* Problem *
Resume the article on Hearthstone's Unholy Death Knight, picking up right after its last sentence.

* Text block *
--
The new Death Knight class is coming to Hearthstone in the March of the Lich King expansion on December 6. With 68 new cards, Death Knight will be the biggest single addition to the game since its launch.
However, you cannot use all Death Knight cards in all of your Death Knight decks. The class comes with a new deck-building system called runes. There are three types of Death Knight runes: Blood, Frost, and Unholy. You can use three runes in a deck, and they can be any combination of the three types, from using one of each to using three runes of the same type. Generally, the stronger cards are locked behind multiple runes of the same type, so you have to pick and choose what to focus on. You can use any Death Knight cards that match your rune selection in your deck: if you use two Unholy runes, for example, you can add all cards that require one or two Unholy runes into your deck.
In this article, I will venture into Unholy Death Knight. Unholy is the main token archetype, and tokens and token synergies are pretty much everything Unholy has to offer. It is particularly notable that many Unholy cards are from the Core set, and this makes Unholy the cheapest Death Knight deck to build on a budget. I will also explore building an Unholy Death Knight deck completely for free from Core set cards alone!
Unholy Death Knight in World of Warcraft
In World of Warcraft, Unholy is one of the damage-dealing Death Knight specs. It focuses on making the most out of your ghoul companion, regularly using Dark Transformation to make it more lethal. Unholy Death Knight can also summon armies of undead to aid them with Army of the Dead. It is no surprise that this approach has translated into a token-based Hearthstone class.
--
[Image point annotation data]
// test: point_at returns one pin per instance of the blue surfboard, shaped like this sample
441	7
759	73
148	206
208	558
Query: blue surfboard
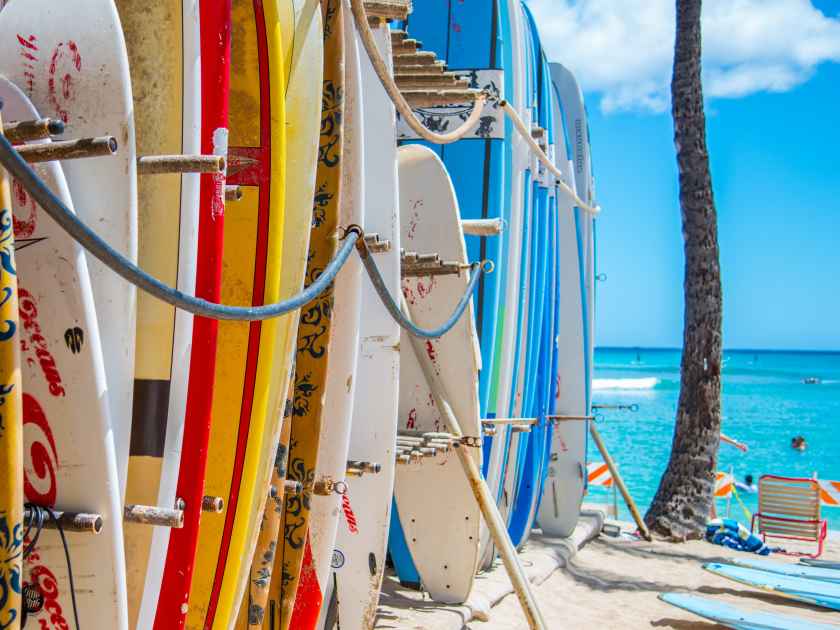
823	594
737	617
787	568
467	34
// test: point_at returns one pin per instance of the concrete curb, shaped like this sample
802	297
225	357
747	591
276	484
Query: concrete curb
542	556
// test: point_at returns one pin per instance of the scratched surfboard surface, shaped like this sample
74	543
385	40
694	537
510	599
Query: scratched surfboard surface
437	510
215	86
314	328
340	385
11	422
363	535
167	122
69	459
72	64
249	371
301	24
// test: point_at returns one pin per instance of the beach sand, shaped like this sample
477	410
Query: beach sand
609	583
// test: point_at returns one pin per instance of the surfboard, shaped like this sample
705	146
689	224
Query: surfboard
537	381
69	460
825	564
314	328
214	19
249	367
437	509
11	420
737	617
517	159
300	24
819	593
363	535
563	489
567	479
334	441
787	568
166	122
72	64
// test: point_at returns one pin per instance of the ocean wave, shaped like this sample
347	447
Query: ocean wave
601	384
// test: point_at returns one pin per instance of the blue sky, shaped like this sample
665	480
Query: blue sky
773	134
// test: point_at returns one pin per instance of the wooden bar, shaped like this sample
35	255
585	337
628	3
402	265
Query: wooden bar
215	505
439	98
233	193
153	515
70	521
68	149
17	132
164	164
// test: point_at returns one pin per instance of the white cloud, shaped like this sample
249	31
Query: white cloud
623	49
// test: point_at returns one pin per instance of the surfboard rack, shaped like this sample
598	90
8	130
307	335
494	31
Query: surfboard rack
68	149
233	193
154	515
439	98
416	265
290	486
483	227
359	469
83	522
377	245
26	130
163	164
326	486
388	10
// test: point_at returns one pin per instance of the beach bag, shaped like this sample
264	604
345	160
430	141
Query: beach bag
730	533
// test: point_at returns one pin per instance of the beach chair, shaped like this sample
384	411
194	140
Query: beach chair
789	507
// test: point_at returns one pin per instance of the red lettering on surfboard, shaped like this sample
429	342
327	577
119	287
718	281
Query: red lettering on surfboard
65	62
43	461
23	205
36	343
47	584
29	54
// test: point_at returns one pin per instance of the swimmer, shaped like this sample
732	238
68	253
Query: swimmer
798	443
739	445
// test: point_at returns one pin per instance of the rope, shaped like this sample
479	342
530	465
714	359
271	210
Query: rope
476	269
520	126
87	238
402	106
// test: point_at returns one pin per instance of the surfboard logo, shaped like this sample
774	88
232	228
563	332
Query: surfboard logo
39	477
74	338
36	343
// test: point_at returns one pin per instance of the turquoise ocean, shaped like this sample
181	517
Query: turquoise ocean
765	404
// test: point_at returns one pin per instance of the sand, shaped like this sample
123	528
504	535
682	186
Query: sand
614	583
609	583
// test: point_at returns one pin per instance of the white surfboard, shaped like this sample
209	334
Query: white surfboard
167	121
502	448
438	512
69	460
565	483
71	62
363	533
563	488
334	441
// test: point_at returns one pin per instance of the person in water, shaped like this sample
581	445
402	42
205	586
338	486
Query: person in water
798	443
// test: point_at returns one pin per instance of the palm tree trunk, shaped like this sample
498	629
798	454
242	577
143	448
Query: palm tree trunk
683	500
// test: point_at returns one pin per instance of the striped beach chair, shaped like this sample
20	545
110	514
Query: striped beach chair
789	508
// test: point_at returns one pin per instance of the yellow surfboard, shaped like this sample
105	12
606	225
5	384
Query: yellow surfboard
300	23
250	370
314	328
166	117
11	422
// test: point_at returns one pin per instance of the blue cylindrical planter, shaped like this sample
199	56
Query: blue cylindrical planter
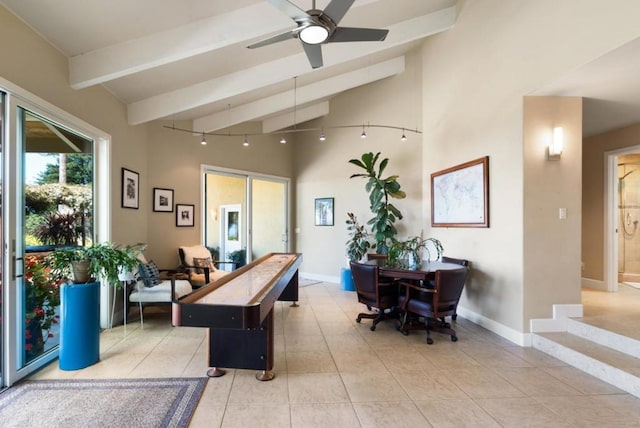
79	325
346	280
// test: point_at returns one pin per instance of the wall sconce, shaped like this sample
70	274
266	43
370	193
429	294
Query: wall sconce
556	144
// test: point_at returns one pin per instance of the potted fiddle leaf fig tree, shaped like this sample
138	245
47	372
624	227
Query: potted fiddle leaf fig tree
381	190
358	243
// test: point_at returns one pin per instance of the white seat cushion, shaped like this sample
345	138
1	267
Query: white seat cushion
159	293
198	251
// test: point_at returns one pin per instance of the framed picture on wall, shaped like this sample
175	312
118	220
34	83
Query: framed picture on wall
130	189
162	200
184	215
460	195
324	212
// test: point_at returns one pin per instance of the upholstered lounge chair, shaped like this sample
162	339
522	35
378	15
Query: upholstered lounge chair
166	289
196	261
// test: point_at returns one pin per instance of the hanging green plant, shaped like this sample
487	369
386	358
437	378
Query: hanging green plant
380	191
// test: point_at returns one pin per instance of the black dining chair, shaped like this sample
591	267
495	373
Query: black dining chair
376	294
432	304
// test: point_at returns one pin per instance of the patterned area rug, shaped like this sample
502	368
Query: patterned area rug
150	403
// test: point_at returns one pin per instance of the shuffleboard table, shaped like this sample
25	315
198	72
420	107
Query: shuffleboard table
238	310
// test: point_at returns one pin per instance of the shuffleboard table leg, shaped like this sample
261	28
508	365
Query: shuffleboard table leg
--
* Written response *
On the other hand, the focus on tokens also means that Unholy Death Knight has the fewest cards that actually tie into Death Knight’s abilities in World of Warcraft. In Hearthstone, the spec has many summoning spells, and it does not summon quite that many minions in World of Warcraft, so many of these spells have been made up. We even have cards like Lord Marrowgar, a boss from Icecrown Citadel, turned into a token synergy card even though the original boss fight does not include any adds.
Unholy Death Knight in Hearthstone captures much of the feel of Unholy in World of Warcraft, even though it uses only a few of its actual abilities.
Triple Unholy Token Death Knight
Building decks for Unholy sometimes feels like building the same deck over and over again. All the best Unholy tools focus on a token strategy, there is no support for anything else. You have your Army of the Dead, Tomb Guardians, and Stitched Giants at two Unholy runes, and Grave Strength, Plagued Grain, and Lord Marrowgar at three Unholy runes. It’s all about those tokens, all the way.
There can still be some differences in the approach. If you go all-in on Unholy runes, you will end up with something like this:
Triple Unholy has access to Grave Strength, so any time you can make a board stick, you threaten to just end the game. Plagued Grain helps with corpse generation, which means that Battlefield Necromancer will not run out of juice. It also makes Lord Marrowgar all the more threatening.
Another synergy I like is Arms Dealer with all the spells that summon Undead minions, such as Army of the Dead. School Teacher should probably be ubiquitous in Death Knight as it can give you more spells like Graveyard Shift for many additional corpses or cheap removal spells to swing back the board.
Finally, any Unholy Death Knight should be very interested in Sire Denathrius as a finisher. There is so much potential to infuse the Sire.
Double Unholy, Single Frost Token Death Knight
If you switch one Unholy rune for a Frost rune, you lose access to Plagued Grain, Lord Marrowgar, and Grave Strength. Especially Grave Strength hurts because it is such an excellent finisher.
In return, you gain access to card draw. Frost is the premium source of card draw for Death Knight, alongside the runeless Chillfallen Baron. Defrost benefits from the corpse generation of Unholy, and Acolyte of Death can potentially draw a lot of cards with all the tokens Unholy is able to generate.
But with no Grave Strength, how will you end games? Well, there is always Sire Denathrius…
Double Unholy, Single Blood Token Death Knight
If you opt to cut an Unholy rune to add in a Blood rune, you gain access to some potent late-game tools. Again, you lose the big win condition in Grave Strength.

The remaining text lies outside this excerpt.